## Aim of the exercise
In the records, rename every "dirt path" to "gravel trail" and reproduce the lines with everything else unchanged.

□ □ □ □ □ □ □

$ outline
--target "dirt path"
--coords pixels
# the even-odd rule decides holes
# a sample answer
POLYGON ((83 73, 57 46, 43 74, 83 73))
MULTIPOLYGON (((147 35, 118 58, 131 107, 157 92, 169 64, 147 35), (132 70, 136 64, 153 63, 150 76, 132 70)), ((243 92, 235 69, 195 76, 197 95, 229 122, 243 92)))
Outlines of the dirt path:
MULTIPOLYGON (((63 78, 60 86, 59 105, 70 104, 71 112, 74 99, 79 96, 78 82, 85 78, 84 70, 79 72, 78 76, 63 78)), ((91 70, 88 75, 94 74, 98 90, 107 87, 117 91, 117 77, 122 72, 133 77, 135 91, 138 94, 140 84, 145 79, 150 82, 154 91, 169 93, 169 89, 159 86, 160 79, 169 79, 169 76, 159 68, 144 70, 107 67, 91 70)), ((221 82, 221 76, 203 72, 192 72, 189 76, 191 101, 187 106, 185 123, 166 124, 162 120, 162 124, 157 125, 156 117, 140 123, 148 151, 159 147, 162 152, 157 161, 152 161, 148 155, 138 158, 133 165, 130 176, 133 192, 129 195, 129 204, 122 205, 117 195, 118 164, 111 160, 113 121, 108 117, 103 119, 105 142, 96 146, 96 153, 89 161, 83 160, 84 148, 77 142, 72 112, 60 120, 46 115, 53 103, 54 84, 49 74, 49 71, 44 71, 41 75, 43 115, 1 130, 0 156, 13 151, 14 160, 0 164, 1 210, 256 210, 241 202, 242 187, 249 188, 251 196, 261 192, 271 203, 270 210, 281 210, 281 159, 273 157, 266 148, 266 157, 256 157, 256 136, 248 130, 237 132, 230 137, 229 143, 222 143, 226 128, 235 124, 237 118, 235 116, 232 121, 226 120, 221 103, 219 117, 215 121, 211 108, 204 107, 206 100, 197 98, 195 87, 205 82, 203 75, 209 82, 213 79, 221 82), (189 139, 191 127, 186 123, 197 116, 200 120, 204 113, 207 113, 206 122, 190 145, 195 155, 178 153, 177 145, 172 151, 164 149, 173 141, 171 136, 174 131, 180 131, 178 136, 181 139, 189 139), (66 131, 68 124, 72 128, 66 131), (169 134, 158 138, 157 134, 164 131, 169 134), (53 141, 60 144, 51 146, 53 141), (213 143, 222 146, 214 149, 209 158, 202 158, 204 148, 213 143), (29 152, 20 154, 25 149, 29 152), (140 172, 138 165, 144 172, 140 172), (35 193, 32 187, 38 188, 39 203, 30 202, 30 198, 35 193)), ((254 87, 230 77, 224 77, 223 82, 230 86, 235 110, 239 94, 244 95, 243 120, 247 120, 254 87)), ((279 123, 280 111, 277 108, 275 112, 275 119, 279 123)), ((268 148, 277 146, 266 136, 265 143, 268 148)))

□ □ □ □ □ □ □

## Exercise solution
$ outline
--target "gravel trail"
--coords pixels
# the even-odd rule decides holes
# a sample answer
POLYGON ((83 73, 57 46, 43 74, 83 73))
MULTIPOLYGON (((147 35, 118 58, 131 107, 157 92, 169 64, 147 35), (132 70, 136 64, 153 63, 150 76, 132 70)), ((243 92, 235 69, 195 76, 197 95, 229 122, 243 92)))
Outlines of the gravel trail:
MULTIPOLYGON (((63 78, 60 86, 59 105, 70 104, 71 112, 74 99, 79 96, 78 82, 85 78, 84 70, 79 72, 78 76, 63 78)), ((91 70, 88 75, 94 74, 98 90, 107 87, 117 91, 117 77, 122 72, 133 77, 135 91, 138 94, 140 84, 145 79, 150 82, 154 91, 169 93, 169 89, 159 86, 160 79, 169 79, 169 76, 159 68, 144 70, 107 67, 91 70)), ((221 82, 221 76, 203 72, 192 72, 189 76, 191 101, 187 106, 185 123, 166 124, 162 120, 162 124, 157 125, 156 117, 140 123, 148 151, 159 147, 162 152, 157 161, 152 161, 148 155, 138 158, 133 165, 130 176, 133 192, 129 195, 129 204, 122 205, 117 195, 118 164, 111 160, 113 121, 108 117, 103 119, 105 142, 96 146, 96 153, 89 161, 83 160, 84 148, 77 142, 72 112, 60 120, 46 115, 53 103, 54 84, 49 74, 49 71, 44 71, 41 75, 43 115, 1 130, 0 156, 13 151, 14 160, 0 164, 1 210, 256 210, 241 202, 242 187, 249 188, 251 196, 261 192, 271 203, 270 210, 281 210, 281 159, 273 157, 266 148, 266 157, 256 157, 256 136, 248 130, 237 132, 230 137, 229 143, 222 143, 226 128, 235 124, 237 118, 235 116, 232 121, 226 120, 221 103, 219 117, 215 121, 211 108, 204 107, 206 100, 197 98, 195 87, 205 82, 203 75, 209 82, 213 79, 221 82), (189 139, 191 127, 186 123, 197 116, 200 120, 204 113, 207 113, 206 122, 190 145, 195 155, 178 153, 177 145, 172 151, 164 149, 173 141, 171 136, 174 131, 180 131, 178 136, 181 139, 189 139), (66 131, 68 124, 72 128, 66 131), (169 134, 158 138, 157 134, 164 131, 169 134), (53 141, 60 144, 51 146, 53 141), (213 143, 222 146, 214 149, 209 158, 202 158, 204 148, 213 143), (29 152, 20 154, 25 149, 29 152), (140 172, 138 165, 144 172, 140 172), (35 193, 32 187, 38 188, 39 203, 30 202, 30 198, 35 193)), ((254 87, 230 77, 224 77, 223 82, 230 86, 235 110, 239 94, 244 95, 243 120, 247 120, 254 87)), ((279 123, 280 111, 277 108, 275 112, 275 119, 279 123)), ((268 148, 277 146, 266 136, 265 143, 268 148)))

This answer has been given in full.